# [Objective 1]
List the three groups besides the Indigenous students whose learning, according to the abstract below, the programs also contributed to.

# [Article]
>>>

A few remote Indigenous students come to study at a Melbourne private school. In this 'mainstream' educational setting, various bottom-up programs indeterminately rise and fall to support the students' culture and language while off-Country, yet there is unintended learning for others too.

Paper long abstract:

Debates about the value of mainstream schooling have shaped educational possibilities in remote Indigenous communities. In the past, and arguably today, off-Country schooling may undermine cultural identity and local connections. Yet, many Indigenous students and their families continue to pursue schooling away from home, and programs that enable Indigenous students to attend wealthy urban private schools have grown in recent years. While such schools strive to support Indigenous students' success in mainstream education, some recognise the importance of maintaining connections to land, culture, and language. In this talk, I consider one such school in Melbourne, which has developed a relationship with a remote Arnhem land community. When students from this community came to Melbourne through a homestay program, school staff developed programs to support the students' cultural knowledge while off-Country, including a collaboration among the students and a linguist that focused on their community's languages. These programs developed in a bottom-up improvisational matter and were enabled by private funding from the school community. Intended to support the academic learning of the Indigenous students, they also contributed to the learning of non-Indigenous students, staff, and homestay families. Like many grass-roots programs, these programs are grounded in the long-term, committed relationships between key actors. The case study is important precisely because it (1) highlights the crucial, yet intense, nature of such relationships in learning, (2) shows how language can be used for wider cultural engagement and (3) illustrates how mainstream and alternative ideas of learning and success can co-exist.

<<<

# [Data excerpts]
>>>

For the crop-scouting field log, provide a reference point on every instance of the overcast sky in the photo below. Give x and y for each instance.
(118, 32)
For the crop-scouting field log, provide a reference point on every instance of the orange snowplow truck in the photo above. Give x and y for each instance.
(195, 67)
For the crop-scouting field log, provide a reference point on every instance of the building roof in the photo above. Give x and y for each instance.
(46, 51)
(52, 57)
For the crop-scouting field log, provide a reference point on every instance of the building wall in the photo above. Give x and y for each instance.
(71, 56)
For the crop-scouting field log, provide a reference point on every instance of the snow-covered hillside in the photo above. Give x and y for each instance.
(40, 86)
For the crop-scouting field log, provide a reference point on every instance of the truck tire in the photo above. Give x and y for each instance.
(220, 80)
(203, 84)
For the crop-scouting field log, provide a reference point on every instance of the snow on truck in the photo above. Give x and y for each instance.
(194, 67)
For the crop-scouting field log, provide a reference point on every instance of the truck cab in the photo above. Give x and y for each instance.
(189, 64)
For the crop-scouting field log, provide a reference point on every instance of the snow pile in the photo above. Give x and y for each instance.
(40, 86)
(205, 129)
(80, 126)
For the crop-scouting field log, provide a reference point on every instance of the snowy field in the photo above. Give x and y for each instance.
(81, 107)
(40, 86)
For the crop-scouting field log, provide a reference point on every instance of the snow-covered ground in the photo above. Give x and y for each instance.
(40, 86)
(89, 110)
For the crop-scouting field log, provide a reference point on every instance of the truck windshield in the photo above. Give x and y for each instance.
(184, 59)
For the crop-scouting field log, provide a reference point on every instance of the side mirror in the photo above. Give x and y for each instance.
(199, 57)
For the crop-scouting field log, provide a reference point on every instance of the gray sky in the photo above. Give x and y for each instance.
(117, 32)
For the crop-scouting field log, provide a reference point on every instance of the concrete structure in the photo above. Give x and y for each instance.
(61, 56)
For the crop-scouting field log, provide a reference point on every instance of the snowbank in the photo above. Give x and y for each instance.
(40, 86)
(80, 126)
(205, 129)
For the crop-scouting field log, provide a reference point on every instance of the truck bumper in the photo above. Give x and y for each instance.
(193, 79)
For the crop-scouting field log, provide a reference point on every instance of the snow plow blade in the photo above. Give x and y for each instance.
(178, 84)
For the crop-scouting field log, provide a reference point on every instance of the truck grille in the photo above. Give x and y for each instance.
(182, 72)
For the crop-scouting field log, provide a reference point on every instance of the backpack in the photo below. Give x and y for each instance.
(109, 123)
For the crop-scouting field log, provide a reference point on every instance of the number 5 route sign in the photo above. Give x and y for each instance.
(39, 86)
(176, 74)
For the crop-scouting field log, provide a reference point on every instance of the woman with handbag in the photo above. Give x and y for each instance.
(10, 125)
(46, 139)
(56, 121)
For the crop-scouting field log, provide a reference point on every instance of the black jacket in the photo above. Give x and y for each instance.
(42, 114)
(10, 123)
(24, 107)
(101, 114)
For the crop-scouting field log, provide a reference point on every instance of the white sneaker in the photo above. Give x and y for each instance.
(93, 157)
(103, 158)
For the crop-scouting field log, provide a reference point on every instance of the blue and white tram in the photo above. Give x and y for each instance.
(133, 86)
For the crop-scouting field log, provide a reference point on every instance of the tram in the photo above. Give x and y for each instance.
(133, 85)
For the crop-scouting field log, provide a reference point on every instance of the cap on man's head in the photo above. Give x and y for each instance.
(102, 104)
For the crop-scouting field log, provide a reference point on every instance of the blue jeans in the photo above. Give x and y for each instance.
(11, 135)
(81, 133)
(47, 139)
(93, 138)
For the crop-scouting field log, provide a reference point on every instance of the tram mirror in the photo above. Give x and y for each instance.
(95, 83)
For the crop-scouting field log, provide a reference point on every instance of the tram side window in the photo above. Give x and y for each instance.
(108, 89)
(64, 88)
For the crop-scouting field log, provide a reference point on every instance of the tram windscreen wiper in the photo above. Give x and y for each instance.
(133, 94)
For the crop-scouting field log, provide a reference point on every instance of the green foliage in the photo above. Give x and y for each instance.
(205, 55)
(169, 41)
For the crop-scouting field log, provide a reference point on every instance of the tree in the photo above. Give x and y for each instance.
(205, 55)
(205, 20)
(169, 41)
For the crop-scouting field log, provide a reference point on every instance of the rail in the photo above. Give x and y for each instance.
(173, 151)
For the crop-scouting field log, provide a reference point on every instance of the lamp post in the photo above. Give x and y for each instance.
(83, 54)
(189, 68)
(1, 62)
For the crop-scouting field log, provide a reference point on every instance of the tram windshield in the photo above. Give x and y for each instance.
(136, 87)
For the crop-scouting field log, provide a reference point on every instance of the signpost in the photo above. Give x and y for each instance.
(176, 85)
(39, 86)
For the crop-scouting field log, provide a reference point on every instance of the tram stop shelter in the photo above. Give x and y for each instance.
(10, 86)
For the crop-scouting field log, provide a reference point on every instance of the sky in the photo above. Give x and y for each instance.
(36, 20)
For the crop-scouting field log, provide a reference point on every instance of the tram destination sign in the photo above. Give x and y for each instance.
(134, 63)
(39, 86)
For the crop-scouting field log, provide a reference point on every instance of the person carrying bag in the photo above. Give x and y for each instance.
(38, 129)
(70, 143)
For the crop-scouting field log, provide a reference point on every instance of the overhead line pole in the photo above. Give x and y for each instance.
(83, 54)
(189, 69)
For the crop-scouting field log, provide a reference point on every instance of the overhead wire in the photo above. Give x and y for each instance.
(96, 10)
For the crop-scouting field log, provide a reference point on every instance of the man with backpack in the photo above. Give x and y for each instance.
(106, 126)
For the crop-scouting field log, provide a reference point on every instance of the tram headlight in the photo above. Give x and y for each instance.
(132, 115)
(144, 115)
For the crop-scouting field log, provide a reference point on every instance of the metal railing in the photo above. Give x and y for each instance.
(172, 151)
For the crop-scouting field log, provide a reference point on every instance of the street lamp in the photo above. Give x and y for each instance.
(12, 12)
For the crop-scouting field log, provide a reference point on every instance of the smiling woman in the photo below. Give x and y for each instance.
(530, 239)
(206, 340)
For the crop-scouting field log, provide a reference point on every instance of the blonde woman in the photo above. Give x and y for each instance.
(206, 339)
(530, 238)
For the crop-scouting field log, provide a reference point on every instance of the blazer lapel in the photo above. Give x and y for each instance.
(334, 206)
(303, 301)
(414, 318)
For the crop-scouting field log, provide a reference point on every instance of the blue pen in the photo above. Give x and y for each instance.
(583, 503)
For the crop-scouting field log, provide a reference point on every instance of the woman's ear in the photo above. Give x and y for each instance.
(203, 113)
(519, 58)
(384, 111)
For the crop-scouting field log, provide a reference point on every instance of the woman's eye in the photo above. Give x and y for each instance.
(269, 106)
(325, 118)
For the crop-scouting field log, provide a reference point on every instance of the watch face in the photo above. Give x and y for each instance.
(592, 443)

<<<

# [Objective 2]
Count the lines of the records above that contain the string "with", where case matters, and give only the number.

# [Final result 1]
Non-Indigenous students
Staff
Homestay families

# [Final result 2]
2